*** Opening Exercise input ***

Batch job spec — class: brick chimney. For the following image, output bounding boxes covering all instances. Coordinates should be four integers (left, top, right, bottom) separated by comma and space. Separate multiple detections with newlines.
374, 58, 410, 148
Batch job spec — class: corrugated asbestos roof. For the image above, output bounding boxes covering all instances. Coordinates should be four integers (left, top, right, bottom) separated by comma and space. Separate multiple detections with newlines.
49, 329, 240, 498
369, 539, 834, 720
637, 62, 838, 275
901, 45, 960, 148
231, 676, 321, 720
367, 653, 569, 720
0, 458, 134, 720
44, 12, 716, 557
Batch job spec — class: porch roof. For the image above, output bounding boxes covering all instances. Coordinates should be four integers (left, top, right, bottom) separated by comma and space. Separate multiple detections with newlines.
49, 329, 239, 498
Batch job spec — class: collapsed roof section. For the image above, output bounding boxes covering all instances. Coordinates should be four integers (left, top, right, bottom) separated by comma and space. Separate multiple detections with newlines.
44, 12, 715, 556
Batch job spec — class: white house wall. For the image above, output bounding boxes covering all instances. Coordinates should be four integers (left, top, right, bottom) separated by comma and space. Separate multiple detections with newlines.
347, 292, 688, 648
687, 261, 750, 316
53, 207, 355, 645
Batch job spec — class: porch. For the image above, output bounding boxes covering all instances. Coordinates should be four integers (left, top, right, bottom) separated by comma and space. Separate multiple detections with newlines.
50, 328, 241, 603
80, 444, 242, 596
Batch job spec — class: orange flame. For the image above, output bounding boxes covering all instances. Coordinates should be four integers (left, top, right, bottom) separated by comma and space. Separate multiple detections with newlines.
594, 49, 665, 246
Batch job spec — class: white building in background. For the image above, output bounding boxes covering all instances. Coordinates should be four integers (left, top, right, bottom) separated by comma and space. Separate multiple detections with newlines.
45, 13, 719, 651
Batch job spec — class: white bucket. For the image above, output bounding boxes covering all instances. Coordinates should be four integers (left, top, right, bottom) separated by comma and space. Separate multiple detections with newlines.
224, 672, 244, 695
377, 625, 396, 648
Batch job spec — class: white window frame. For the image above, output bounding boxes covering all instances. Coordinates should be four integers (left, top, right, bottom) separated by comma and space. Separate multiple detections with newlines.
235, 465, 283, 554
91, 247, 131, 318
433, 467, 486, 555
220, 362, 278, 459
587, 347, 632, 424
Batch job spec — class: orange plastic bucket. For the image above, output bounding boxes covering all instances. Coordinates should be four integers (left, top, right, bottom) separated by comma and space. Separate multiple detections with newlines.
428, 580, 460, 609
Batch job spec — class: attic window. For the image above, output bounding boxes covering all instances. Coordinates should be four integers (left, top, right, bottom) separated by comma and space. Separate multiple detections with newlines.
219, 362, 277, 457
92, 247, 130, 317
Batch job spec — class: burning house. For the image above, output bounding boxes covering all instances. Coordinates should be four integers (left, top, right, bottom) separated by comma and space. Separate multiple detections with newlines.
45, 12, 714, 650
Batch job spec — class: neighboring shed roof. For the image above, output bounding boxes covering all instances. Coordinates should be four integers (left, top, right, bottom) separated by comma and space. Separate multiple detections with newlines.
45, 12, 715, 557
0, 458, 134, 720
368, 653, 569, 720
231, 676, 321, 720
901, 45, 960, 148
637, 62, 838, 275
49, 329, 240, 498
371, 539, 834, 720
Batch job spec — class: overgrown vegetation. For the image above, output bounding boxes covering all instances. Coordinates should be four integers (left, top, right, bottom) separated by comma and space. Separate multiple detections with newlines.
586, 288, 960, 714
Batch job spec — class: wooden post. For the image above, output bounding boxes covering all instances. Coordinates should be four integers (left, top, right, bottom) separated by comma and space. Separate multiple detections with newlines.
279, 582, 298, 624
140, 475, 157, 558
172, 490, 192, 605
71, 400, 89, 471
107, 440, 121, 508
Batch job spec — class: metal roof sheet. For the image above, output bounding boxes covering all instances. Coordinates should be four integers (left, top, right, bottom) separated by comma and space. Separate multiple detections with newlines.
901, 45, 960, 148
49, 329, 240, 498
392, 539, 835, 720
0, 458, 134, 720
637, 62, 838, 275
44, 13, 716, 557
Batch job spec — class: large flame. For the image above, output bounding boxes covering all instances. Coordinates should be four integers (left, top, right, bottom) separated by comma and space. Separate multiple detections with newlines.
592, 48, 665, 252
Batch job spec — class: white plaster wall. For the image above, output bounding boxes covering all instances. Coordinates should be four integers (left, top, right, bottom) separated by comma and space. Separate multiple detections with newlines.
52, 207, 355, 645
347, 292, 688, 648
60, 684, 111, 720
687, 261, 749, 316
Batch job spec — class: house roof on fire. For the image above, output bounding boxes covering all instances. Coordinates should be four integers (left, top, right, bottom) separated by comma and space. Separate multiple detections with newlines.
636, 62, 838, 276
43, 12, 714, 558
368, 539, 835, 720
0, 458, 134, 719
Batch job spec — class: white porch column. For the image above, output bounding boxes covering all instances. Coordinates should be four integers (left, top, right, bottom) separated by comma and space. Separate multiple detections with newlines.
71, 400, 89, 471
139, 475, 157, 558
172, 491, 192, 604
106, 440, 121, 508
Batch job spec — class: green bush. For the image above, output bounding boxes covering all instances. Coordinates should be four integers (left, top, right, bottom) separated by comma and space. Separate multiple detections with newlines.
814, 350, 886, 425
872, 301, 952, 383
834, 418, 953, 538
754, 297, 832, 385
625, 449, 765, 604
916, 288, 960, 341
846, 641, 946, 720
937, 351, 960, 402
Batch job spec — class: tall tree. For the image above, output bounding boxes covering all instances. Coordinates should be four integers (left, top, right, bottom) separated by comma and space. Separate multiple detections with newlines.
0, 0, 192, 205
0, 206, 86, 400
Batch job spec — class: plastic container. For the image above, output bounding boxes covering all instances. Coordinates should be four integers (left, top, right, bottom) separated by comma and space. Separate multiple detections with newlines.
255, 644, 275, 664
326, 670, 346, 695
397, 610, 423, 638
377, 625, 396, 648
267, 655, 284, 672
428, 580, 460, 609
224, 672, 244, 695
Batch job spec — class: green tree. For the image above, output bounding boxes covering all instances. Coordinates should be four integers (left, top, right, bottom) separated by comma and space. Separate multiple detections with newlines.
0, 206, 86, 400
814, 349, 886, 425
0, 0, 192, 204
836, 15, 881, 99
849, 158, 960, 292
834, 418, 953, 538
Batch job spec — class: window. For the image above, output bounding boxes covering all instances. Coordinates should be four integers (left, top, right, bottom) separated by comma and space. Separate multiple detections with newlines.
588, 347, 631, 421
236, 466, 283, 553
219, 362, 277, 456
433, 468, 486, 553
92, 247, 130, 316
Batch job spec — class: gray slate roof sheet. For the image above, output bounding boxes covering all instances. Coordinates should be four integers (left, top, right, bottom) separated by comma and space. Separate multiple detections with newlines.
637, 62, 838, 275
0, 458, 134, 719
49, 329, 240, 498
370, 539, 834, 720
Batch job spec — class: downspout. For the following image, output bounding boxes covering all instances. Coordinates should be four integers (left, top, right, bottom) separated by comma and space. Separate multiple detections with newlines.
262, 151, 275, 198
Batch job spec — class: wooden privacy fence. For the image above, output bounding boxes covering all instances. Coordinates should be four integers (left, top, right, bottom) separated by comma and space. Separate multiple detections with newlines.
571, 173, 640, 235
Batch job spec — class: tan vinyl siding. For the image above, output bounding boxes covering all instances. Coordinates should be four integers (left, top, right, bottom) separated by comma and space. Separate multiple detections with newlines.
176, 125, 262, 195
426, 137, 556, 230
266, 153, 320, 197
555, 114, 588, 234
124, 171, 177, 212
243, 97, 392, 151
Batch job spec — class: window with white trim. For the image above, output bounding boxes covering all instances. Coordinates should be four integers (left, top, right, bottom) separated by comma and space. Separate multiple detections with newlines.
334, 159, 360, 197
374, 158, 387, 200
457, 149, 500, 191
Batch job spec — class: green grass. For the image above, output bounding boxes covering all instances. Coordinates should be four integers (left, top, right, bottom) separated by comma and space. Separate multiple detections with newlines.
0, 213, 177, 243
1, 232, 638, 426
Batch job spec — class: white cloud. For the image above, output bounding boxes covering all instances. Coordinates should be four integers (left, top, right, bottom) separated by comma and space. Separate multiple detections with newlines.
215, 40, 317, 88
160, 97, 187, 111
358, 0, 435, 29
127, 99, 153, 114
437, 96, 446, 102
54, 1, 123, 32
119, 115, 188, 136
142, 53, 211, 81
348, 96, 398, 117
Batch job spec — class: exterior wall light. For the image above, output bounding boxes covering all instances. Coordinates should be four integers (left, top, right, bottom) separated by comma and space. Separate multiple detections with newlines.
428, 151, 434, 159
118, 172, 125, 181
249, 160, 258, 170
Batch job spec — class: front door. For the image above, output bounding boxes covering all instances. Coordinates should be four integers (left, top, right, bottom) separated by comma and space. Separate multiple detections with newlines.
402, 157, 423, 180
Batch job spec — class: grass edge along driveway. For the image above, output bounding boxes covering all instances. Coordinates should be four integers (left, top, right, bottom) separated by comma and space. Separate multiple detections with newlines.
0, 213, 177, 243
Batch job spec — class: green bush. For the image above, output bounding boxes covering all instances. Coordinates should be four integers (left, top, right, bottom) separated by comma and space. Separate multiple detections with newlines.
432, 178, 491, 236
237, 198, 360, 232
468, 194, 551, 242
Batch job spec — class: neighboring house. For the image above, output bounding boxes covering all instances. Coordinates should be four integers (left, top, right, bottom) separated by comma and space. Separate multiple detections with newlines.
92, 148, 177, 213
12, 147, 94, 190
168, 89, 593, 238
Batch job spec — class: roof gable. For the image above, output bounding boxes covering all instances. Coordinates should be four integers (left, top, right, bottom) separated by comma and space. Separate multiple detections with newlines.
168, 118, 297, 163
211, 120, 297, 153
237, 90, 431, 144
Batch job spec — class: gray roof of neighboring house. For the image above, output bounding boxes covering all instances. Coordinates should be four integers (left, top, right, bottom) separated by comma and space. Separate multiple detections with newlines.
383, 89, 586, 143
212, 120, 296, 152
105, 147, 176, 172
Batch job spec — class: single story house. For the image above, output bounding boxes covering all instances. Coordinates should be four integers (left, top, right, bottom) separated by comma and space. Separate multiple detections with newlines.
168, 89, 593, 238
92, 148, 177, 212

*** Closing Exercise input ***

_Problem description:_
Above are the records; copy exactly the lines from the one with "Batch job spec — class: single" through the final line.

_Result of this task:_
Batch job spec — class: single story house. For the image above, output bounding boxes covering all instances. Coordinates should be four integers (left, top, right, bottom) separated by comma and space. Separate multiple detections with newlines.
168, 89, 593, 238
92, 148, 177, 212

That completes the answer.